## [Work instructions]
Copy every line of the listing below without changing anything.

## [Data to use]

>> Begin

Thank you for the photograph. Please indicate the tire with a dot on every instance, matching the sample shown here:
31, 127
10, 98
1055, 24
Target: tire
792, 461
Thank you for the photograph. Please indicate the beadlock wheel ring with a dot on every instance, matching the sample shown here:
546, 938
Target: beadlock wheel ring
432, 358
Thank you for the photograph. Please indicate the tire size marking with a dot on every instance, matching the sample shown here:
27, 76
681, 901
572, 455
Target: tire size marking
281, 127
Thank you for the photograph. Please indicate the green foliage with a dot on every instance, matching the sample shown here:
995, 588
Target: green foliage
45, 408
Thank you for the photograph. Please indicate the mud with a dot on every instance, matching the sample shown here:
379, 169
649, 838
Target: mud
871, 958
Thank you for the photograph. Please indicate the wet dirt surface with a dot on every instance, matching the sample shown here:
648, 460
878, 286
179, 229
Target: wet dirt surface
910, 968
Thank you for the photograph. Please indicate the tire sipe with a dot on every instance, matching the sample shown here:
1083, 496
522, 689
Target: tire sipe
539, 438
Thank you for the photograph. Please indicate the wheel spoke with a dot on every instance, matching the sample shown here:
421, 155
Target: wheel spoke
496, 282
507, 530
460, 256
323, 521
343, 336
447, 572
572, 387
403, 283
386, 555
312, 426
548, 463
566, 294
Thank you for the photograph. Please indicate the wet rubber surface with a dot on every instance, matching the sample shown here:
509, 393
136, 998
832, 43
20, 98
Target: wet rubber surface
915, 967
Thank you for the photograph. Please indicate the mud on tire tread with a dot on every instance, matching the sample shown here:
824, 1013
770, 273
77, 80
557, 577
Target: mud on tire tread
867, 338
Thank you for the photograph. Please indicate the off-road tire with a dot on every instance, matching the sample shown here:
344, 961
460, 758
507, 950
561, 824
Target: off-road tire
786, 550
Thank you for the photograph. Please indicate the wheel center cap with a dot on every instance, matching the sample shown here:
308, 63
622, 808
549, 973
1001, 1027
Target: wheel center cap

>> End

## [Output for this exercise]
Thank you for the photograph. Please indicate the tire with a dot on every instance, matching the sample shown here:
31, 127
10, 98
1055, 24
Target: tire
792, 461
Thank you for the photograph. Please indicate the beadlock wheel ring with a dot on every instance, matching the sample shown here:
546, 938
Target: beadlock wheel ring
432, 358
Thank you for the photograph. Please indicate the tire size marking with a dot on every instance, matching the sample shown here:
27, 76
681, 901
572, 455
Target: tire size marking
281, 127
Thank you for the photograph. Please indicate the green foliage with a dot on every instance, matching the sample shown here:
995, 588
Target: green foliage
45, 408
Thank you for the photograph. Please indicate the mud with a dot on every instance, matching the sample shown here:
379, 169
649, 838
Target: mud
871, 958
Thank you for the photograph. Please indicate the wet dirt surface with a dot on every instance, matching the sample shown here:
648, 460
878, 286
179, 229
Target: wet dirt surface
910, 968
Thank you for the photograph. Please indicate the tire sipe with a dot on every instance, matching the sample shown here:
1083, 496
522, 689
Target: tire sipe
539, 438
Thank you for the photograph. Please indicate the wheel spoke with a dot on every instance, matching the sample shown here:
421, 155
Target: wheel spoke
496, 282
507, 530
460, 256
323, 521
343, 336
447, 572
572, 387
403, 283
386, 555
312, 426
548, 463
566, 294
Thank you for the photograph. Please indicate the wet rubber surface with a dot on every instance, matching the sample shown here:
509, 393
136, 998
832, 43
20, 98
Target: wet rubber surface
915, 967
Thank you for the photograph. Please indicate the mud on tire tread with a dot on every instance, matching the sample shown here:
824, 1013
770, 273
77, 80
557, 577
Target: mud on tire tread
867, 338
Thank you for the photograph. Please indicate the off-road tire with a dot on every instance, matching the sample shown here:
344, 961
460, 758
507, 950
561, 824
Target: off-road tire
786, 550
Thank you for the photograph. Please indicate the wheel center cap with a dot on every instance, matching the sample shown here:
308, 63
622, 808
549, 973
1001, 1027
Target: wheel center cap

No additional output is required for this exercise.